(Point-based annotation data)

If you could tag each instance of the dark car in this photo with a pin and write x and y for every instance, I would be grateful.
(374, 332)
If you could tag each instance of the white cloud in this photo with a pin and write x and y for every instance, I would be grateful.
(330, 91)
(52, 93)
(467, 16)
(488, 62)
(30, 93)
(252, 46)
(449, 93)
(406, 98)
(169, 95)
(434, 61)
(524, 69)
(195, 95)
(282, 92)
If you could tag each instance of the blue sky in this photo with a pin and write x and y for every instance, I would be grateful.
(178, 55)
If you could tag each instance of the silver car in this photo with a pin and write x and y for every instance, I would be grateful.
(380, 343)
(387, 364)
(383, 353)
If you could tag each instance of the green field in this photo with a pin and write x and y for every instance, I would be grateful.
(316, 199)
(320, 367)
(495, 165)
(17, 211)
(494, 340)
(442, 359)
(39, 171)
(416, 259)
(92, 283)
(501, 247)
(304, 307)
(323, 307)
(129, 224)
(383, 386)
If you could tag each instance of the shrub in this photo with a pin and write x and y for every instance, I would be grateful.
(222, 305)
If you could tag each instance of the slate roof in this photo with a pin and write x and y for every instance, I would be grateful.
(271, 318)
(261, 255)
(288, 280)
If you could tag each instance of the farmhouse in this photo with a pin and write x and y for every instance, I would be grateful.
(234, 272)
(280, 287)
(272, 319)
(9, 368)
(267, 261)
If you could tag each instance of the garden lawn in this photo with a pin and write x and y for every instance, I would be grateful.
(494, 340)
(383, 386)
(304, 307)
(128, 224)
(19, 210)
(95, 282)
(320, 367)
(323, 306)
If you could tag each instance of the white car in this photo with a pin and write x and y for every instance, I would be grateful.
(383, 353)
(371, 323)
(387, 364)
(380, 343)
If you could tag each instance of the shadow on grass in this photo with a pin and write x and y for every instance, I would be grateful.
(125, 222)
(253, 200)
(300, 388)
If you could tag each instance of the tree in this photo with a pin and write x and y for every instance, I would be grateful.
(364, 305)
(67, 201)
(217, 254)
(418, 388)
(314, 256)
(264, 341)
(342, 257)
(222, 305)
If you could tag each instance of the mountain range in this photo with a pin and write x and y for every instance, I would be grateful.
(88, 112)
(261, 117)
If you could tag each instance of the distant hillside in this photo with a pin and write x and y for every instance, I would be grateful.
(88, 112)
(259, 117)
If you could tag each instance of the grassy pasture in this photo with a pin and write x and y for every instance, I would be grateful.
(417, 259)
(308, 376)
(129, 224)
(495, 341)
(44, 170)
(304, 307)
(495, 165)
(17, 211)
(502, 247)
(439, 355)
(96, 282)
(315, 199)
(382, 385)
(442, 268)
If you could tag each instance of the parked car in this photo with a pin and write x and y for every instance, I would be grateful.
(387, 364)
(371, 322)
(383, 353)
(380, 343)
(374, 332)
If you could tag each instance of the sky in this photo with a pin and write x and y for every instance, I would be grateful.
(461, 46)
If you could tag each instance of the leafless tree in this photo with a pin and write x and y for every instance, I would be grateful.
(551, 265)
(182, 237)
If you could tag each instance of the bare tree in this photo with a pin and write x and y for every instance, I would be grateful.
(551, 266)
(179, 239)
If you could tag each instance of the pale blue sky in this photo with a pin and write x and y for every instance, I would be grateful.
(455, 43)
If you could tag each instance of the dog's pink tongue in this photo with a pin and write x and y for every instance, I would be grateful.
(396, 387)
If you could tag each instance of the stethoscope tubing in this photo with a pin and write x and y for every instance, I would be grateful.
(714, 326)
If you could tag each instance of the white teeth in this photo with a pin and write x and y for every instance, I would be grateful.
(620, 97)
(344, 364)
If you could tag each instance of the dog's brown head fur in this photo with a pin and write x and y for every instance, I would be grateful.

- Task directions
Starting at the line that contains "If you could tag each instance of the dog's pink" and ending at the last line of the data, write out every line again with the requests included. Shift each coordinate in the answers by adding 56 to it.

- Task output
If you could tag each instance of the dog's pink tongue in this photo with a pin and write x and y for every instance, I would be grateful.
(452, 443)
If you could tag each instance of the stethoscope tubing in this photo with a pin and write x and y for every instance, I would be grateful.
(770, 382)
If you could tag each instance of the white teeth in this photo with a pin and write x and y for every instance, I would be grateful.
(676, 153)
(400, 420)
If you could tag each instance of the dog's brown head fur in this photo with a pin and write x and y for every instance, I would be grateful.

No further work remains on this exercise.